§ WORK REQUIRED: Rewrite the stretch from the first line through the line containing "(1135, 448)", both ends included, as a JSON list of strings with one string per line and no blank lines. Leave the pictures out.

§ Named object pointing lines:
-=-=-
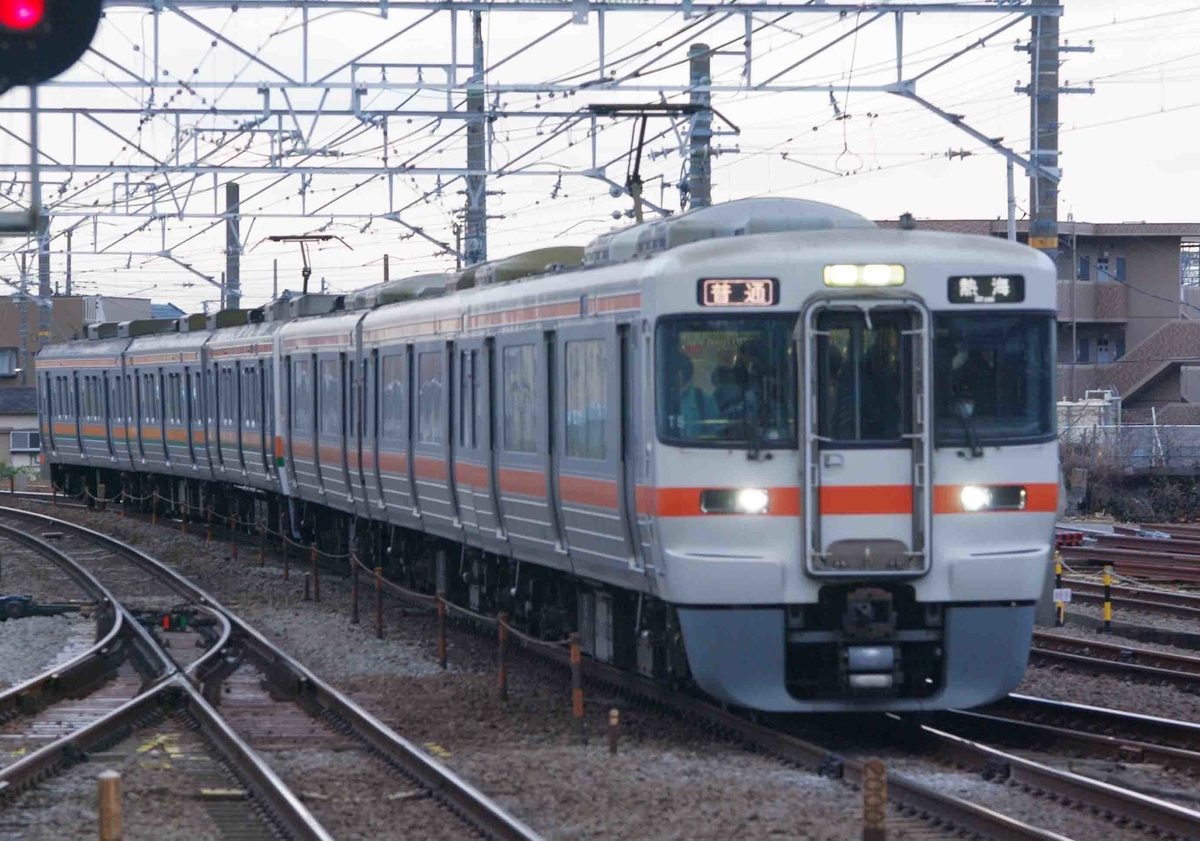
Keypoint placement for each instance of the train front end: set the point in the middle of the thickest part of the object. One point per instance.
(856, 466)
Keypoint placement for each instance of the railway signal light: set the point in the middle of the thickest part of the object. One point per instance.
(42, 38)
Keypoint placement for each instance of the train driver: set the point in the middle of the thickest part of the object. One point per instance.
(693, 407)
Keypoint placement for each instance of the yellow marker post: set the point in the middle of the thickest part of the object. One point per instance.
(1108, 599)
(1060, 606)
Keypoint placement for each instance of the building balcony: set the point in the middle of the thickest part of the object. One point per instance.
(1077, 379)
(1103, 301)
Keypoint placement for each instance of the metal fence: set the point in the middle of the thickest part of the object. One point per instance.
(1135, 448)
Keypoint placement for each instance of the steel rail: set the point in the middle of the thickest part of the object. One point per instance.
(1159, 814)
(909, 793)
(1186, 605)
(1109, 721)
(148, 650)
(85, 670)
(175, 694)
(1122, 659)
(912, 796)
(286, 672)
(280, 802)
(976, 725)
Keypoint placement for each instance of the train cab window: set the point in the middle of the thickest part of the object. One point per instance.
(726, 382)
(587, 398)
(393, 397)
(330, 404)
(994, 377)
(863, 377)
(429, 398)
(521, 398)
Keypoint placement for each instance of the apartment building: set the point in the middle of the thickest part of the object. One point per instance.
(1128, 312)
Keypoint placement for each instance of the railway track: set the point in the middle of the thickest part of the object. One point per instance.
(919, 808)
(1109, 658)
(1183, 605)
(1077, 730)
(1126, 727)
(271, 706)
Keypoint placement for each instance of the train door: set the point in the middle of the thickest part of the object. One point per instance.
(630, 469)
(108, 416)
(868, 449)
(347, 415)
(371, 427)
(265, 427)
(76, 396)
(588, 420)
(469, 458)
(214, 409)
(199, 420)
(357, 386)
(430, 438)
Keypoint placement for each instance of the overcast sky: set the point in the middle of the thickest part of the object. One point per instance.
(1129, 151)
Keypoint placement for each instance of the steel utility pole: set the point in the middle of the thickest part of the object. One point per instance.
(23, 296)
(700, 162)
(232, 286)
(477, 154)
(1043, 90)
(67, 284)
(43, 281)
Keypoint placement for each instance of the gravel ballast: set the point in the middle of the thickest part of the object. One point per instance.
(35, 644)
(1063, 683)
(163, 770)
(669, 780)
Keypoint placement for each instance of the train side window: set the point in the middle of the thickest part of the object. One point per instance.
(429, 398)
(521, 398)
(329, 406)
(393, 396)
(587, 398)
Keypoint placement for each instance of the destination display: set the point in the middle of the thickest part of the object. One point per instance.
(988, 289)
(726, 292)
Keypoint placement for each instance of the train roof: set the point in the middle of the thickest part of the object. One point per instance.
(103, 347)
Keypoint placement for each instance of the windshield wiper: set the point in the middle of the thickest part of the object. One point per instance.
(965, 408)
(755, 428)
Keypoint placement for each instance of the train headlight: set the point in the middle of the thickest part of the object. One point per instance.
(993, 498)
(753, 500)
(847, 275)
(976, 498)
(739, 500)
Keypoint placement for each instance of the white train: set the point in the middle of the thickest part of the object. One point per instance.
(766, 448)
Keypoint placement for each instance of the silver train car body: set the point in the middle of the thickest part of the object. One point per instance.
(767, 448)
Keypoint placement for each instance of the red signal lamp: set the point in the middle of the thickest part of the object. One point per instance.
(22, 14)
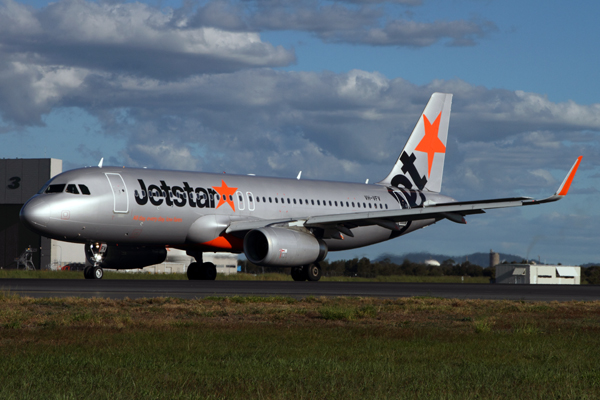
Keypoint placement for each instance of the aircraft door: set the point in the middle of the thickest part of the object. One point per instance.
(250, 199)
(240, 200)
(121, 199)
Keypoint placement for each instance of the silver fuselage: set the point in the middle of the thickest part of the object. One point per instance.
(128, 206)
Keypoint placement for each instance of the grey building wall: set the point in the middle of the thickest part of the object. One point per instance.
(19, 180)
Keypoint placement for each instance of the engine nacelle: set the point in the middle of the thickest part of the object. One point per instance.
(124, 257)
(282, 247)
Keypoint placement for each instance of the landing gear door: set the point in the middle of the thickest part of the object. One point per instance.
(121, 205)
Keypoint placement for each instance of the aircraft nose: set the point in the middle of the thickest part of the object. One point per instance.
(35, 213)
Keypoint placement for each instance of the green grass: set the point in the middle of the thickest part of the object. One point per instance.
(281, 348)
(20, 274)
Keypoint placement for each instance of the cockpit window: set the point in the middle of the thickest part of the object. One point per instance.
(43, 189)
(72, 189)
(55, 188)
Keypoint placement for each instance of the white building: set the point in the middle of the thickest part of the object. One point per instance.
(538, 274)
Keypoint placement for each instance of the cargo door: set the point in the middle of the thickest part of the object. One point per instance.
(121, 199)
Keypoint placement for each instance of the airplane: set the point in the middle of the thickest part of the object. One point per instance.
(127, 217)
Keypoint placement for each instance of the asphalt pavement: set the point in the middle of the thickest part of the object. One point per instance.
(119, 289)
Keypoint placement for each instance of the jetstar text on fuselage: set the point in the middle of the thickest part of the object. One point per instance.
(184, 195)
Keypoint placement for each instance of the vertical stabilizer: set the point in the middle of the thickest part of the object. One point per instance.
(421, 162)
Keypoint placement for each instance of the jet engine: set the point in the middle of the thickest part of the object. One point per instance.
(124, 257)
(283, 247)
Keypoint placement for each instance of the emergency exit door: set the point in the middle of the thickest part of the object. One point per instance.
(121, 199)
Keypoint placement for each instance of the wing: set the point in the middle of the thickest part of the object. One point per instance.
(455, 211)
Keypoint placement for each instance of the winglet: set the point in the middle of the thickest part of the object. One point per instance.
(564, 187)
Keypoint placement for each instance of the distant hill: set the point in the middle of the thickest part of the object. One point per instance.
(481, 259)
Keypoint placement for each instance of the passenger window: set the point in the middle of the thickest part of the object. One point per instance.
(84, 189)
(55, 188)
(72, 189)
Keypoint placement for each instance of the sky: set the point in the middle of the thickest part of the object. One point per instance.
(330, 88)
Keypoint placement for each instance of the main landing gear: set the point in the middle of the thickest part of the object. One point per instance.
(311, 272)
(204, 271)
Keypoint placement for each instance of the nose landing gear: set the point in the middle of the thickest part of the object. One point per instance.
-=-=-
§ RESULT OF THE EXERCISE:
[
  "Keypoint placement for each instance of the train front end: set the point in the middle of the thickest part of the object. One point per instance.",
  "(856, 466)",
  "Keypoint placement for each instance of the railway signal light: set the point in the middle of the thickest part of the object. One point per instance.",
  "(42, 38)",
  "Keypoint placement for each instance of the train driver: set the point in the middle of the thickest part of the object. One point per instance.",
  "(693, 407)",
  "Keypoint placement for each instance of the yellow marker post: set the point in the middle of the thickest part of the object. One point per instance.",
  "(1108, 599)",
  "(1060, 606)",
  "Keypoint placement for each instance of the building balcony: set the point in the middle of the thickest part of the object. One point per instance.",
  "(1077, 379)",
  "(1103, 301)",
  "Keypoint placement for each instance of the metal fence: set the point in the middle of the thickest part of the object. One point per instance.",
  "(1135, 448)"
]